Problem statement ->
Only reproduce the lines from the line containing "query: dirt ground" onward, exactly, through the final line of the data below.
______
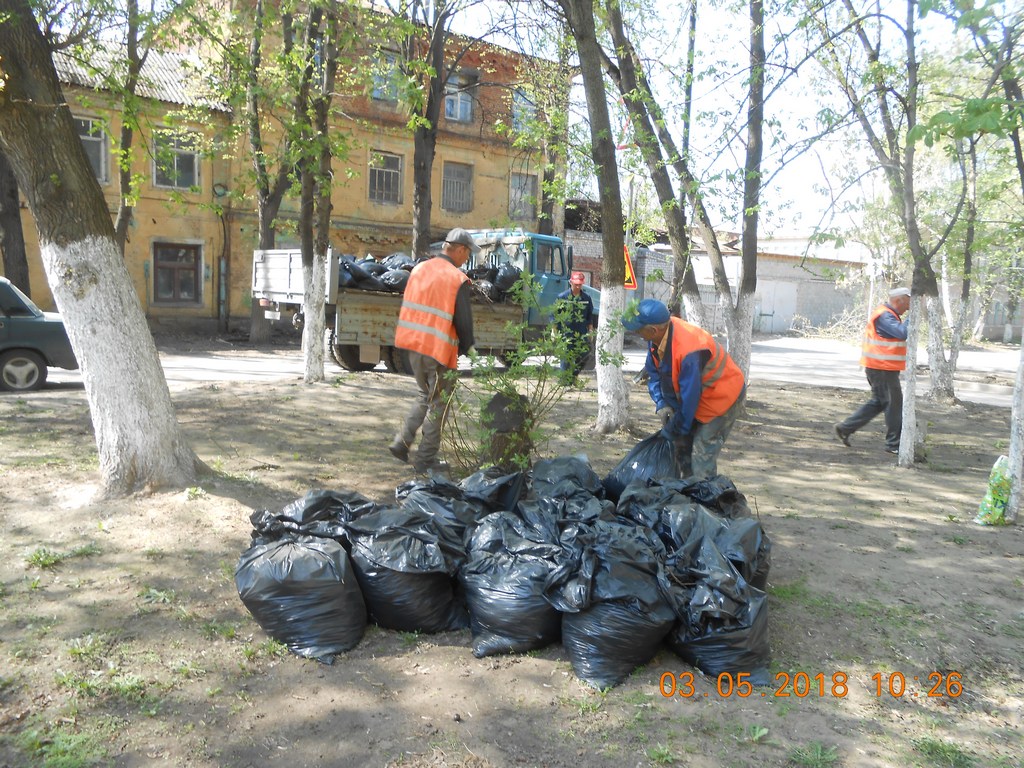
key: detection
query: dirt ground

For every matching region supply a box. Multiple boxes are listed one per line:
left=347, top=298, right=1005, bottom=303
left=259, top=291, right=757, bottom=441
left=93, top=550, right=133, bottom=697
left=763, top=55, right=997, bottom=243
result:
left=1, top=334, right=1022, bottom=768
______
Solution below ->
query: dirt ground

For every matching region supply a box. Multiple boxes are listed one per line:
left=347, top=298, right=1005, bottom=303
left=259, top=291, right=757, bottom=441
left=93, top=550, right=133, bottom=697
left=763, top=55, right=997, bottom=243
result:
left=1, top=334, right=1022, bottom=768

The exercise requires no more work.